- [Records supplied]
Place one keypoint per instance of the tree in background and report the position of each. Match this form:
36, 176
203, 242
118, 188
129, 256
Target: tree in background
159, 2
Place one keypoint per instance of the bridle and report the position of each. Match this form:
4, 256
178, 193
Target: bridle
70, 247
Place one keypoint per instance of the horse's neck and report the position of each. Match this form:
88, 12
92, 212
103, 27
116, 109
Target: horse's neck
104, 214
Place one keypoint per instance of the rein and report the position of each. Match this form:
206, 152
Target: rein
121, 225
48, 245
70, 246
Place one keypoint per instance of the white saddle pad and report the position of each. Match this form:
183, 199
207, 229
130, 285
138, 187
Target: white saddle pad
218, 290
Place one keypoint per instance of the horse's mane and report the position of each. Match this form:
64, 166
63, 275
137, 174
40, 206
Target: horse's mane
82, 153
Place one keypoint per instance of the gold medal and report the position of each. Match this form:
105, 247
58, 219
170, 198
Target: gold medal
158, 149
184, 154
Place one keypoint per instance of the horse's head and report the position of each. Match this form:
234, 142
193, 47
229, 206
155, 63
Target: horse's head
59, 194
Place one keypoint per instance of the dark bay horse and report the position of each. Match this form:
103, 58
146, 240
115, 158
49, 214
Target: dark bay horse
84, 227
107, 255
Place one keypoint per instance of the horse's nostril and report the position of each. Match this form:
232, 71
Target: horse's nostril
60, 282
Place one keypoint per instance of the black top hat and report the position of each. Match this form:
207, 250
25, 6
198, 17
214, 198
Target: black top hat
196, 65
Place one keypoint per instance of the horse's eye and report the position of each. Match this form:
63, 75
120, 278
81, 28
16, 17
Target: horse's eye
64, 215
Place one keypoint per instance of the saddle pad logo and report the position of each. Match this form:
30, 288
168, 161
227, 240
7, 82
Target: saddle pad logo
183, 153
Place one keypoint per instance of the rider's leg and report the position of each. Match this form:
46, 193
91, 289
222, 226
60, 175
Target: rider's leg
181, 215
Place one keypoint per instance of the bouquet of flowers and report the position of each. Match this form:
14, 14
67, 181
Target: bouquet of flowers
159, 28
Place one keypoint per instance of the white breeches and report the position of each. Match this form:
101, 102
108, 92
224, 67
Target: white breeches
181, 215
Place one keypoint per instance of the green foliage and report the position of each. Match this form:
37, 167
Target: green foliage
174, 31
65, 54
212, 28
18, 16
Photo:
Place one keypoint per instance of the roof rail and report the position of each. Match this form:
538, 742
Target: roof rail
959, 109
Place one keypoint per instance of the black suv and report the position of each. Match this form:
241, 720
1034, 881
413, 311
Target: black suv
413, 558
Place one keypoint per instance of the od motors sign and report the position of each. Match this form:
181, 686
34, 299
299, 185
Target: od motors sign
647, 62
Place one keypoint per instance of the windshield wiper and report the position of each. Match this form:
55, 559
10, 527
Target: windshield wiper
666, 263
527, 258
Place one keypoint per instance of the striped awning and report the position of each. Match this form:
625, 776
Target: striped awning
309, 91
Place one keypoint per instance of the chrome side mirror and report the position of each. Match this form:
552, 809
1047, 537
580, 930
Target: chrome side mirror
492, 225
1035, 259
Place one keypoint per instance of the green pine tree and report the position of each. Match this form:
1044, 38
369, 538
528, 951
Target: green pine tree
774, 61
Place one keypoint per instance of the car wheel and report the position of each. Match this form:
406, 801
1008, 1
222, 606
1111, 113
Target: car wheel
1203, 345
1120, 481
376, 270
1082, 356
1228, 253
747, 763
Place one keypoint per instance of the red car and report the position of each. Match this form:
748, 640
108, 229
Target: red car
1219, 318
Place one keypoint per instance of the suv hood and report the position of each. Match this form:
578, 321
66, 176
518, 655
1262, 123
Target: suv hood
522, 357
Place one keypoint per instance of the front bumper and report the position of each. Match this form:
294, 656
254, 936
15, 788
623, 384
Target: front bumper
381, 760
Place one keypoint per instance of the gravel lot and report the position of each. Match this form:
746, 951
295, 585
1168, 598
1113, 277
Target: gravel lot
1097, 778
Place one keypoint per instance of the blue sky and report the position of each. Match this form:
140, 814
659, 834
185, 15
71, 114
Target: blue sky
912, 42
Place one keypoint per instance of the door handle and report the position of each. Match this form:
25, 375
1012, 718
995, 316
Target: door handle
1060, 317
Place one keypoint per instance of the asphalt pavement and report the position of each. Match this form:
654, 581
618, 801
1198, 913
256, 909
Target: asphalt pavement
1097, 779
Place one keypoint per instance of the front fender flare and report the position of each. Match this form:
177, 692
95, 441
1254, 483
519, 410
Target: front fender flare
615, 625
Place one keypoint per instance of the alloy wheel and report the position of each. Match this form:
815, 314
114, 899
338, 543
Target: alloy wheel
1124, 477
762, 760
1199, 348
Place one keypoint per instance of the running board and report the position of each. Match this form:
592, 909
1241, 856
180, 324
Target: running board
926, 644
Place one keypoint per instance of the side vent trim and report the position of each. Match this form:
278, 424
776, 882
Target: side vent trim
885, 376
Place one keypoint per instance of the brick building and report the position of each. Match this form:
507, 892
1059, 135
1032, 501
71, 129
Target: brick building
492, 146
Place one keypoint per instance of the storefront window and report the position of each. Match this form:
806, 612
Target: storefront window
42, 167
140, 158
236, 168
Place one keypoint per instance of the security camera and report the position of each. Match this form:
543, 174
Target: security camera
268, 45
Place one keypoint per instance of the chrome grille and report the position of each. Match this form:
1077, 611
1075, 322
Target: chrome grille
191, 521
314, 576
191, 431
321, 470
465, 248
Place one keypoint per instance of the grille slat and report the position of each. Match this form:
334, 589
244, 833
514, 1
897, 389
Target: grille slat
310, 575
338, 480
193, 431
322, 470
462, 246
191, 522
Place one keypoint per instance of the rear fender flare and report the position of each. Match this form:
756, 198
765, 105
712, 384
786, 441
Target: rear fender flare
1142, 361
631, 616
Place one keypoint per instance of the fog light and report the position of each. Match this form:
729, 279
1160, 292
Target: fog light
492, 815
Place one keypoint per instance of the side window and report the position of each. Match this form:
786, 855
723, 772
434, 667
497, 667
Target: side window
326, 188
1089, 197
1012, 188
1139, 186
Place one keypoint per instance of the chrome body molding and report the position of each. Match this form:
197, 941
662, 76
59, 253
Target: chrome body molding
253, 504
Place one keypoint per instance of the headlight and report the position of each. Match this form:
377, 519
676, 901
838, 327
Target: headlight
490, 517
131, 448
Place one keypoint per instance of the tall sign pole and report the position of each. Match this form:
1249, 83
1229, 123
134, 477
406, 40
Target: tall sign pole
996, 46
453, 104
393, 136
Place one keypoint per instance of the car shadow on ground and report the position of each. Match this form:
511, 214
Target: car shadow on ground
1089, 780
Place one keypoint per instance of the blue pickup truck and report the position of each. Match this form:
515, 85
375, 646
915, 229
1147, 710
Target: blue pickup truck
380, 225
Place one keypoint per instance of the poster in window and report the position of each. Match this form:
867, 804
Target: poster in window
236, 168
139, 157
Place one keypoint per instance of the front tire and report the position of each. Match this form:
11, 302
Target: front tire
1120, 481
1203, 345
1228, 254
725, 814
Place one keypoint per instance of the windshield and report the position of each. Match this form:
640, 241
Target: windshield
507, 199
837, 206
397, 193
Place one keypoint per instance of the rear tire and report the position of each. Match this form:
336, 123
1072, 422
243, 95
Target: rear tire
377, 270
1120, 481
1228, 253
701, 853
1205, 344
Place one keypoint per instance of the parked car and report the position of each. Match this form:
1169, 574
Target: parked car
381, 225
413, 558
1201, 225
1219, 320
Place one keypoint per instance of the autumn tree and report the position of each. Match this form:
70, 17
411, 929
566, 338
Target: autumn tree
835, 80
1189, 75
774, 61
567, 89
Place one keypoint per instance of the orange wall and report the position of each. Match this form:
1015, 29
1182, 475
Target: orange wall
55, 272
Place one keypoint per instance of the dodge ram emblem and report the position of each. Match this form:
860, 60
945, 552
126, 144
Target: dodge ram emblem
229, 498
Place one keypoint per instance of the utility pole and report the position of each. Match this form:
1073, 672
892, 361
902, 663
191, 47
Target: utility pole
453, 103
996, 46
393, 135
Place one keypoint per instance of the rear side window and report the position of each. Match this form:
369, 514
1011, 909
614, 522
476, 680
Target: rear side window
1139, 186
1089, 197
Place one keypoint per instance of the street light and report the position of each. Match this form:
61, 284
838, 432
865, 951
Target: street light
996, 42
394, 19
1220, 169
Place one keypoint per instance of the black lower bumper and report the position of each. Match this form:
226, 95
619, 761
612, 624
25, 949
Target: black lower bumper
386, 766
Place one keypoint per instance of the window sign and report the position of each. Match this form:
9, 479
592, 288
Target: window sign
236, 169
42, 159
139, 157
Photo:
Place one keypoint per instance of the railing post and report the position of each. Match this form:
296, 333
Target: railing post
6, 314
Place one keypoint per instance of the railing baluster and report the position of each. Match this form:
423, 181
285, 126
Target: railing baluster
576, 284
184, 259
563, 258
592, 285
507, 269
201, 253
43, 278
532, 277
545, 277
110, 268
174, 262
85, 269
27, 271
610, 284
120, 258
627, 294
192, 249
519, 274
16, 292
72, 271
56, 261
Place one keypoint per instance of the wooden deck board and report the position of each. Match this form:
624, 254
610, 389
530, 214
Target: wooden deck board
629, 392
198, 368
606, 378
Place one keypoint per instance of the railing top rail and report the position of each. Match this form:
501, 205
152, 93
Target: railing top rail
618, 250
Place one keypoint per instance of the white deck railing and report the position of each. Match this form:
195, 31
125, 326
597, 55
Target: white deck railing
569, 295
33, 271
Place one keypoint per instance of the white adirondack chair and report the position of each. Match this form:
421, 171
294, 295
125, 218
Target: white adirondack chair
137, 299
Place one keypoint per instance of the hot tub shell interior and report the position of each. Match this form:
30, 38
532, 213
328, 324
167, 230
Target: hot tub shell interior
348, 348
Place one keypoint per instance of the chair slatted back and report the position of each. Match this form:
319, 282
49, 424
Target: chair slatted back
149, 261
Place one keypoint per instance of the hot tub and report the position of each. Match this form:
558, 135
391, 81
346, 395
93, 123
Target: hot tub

- [Task prompt] Exactly reproduce the lines beginning with the one that contains "Place one keypoint per instance of the white deck" and ending with the last line of the material, both included. Leave out everything else.

- [Solved problem]
Place one keypoint per instance of the white deck railing and report the position of each. Match this form:
195, 31
125, 326
597, 55
Target: white deck railing
569, 295
33, 271
Place one keypoint per instance of the white adirondack chair and report the position of each. Match this form:
421, 171
294, 295
125, 218
Target: white adirondack chair
137, 299
Place one keypoint per instance of the hot tub shell interior and report the position of each. Match this form:
30, 38
532, 213
328, 324
167, 230
Target: hot tub shell interior
348, 348
Place one keypoint per instance of the chair slatted back and report the position of each. Match this form:
319, 282
49, 424
Target: chair slatted back
149, 261
Place one keypoint per instance of the hot tub and report the position of each. Match this form:
558, 135
391, 81
346, 395
93, 123
Target: hot tub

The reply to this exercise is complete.